Copy the data from the line that contains "the red toy" to its last line, exactly, including both of those lines and leaving out everything before.

Records provided:

----

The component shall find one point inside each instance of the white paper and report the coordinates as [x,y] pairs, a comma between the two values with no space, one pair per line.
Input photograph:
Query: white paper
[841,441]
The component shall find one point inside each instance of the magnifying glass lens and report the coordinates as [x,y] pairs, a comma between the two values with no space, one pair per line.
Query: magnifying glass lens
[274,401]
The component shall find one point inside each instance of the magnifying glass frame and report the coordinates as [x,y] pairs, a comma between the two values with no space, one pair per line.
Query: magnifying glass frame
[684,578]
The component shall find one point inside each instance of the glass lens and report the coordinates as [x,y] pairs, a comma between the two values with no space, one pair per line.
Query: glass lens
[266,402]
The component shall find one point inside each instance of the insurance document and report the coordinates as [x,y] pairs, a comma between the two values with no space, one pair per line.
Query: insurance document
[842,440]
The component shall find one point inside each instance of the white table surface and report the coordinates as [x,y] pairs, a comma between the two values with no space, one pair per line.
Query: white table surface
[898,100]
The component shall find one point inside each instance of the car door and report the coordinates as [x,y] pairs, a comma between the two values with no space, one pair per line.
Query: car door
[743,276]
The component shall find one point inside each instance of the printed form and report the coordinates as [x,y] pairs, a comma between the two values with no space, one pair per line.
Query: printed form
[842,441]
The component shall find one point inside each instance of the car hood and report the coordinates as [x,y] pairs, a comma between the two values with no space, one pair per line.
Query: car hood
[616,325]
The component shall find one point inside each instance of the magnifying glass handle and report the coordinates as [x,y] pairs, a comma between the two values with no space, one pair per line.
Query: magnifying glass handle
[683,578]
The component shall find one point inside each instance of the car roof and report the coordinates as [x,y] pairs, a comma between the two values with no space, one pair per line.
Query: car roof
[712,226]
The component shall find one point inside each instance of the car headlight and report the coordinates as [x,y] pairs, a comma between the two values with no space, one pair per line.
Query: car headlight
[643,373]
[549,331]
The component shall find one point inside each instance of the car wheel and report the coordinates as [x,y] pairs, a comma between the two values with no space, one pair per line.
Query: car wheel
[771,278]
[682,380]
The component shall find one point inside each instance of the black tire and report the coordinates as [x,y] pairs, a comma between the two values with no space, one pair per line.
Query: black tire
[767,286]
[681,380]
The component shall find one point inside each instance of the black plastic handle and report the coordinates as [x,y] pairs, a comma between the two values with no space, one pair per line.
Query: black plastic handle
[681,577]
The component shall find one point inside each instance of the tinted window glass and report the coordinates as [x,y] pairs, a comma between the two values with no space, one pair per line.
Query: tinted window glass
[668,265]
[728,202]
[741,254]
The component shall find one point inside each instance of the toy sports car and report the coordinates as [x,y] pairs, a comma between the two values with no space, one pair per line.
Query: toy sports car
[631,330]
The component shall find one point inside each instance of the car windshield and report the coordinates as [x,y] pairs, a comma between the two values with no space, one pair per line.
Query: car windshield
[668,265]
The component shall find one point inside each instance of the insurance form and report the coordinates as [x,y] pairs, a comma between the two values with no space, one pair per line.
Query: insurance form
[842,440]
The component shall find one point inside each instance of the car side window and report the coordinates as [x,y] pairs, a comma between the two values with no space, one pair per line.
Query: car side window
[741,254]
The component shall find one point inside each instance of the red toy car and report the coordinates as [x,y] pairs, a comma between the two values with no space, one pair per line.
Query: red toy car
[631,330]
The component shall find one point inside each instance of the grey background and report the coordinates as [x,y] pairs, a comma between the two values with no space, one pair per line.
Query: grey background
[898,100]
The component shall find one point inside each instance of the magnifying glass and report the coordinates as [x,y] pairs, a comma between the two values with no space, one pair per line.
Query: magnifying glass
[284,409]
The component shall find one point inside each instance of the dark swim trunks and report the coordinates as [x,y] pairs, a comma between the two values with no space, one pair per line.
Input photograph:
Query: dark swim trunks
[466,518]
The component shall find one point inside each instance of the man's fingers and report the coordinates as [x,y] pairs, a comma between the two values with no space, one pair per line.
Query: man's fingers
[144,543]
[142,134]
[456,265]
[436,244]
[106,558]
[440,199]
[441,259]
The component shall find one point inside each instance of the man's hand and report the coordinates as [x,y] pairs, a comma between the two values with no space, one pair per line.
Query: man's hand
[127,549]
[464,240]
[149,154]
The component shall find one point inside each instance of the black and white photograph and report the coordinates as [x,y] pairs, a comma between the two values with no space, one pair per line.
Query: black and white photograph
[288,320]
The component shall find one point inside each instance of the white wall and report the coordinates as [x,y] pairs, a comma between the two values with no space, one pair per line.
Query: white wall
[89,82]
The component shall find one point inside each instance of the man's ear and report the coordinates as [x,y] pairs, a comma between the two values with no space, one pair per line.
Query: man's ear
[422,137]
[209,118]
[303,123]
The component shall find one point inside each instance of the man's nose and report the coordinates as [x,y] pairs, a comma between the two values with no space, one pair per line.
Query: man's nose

----

Completed task:
The component shall find one point inside each instance of the red toy car and report the coordinates as [x,y] pairs, a comma between the two values with no space, one pair per line.
Query: red toy car
[631,330]
The component shall find one point inside each instance of the grey background and report the coordinates as [x,y] pairs, a comma between the two values with no space, one pair per line.
Query: grey background
[898,100]
The component shall find one point inside each instance of the magnifying glass and report the coordinates as [x,y] pairs, a comma between the two values with no space, one pair per line.
Query: magnifying glass
[284,409]
The component shall find one point inside each instance of the dark swim trunks and report the coordinates as [x,y] pairs, a comma between the two values with no space, one pair per line.
Input photograph:
Query: dark swim trunks
[466,518]
The component shall find one point inside each instance of the man's fingers and report the coordinates as [x,y] pairs, a comma between the two values with no space, one pair per line.
Query: man's fingers
[144,543]
[142,134]
[456,265]
[436,244]
[106,558]
[440,199]
[441,259]
The component shall find one point inside each instance of the man's hand and report the coordinates as [x,y] pairs, a comma between the two values with no space, one pair per line.
Query: man's hand
[127,549]
[464,240]
[149,154]
The component shall find one point inside each instance of the black and white photograph and report the coordinates as [x,y] pairs, a comma between the two values with no space, one pair per line.
Query: black and white photograph
[288,320]
The component shall find one point inside each instance of the white wall and report the coordinates as [x,y] pairs, a comma between the two values with no space, one pair per line.
Query: white wall
[89,82]
The component shall find one point inside each instance of the man's ear and report the coordinates as [x,y] pairs, a comma between the two values with no space, one pair per line.
Query: man's ear
[422,137]
[209,118]
[303,123]
The component shall find one point inside each instance of the man's nose and report the coordinates as [x,y] pairs, a comma between the two values with no space, one pair per line.
Query: man's nose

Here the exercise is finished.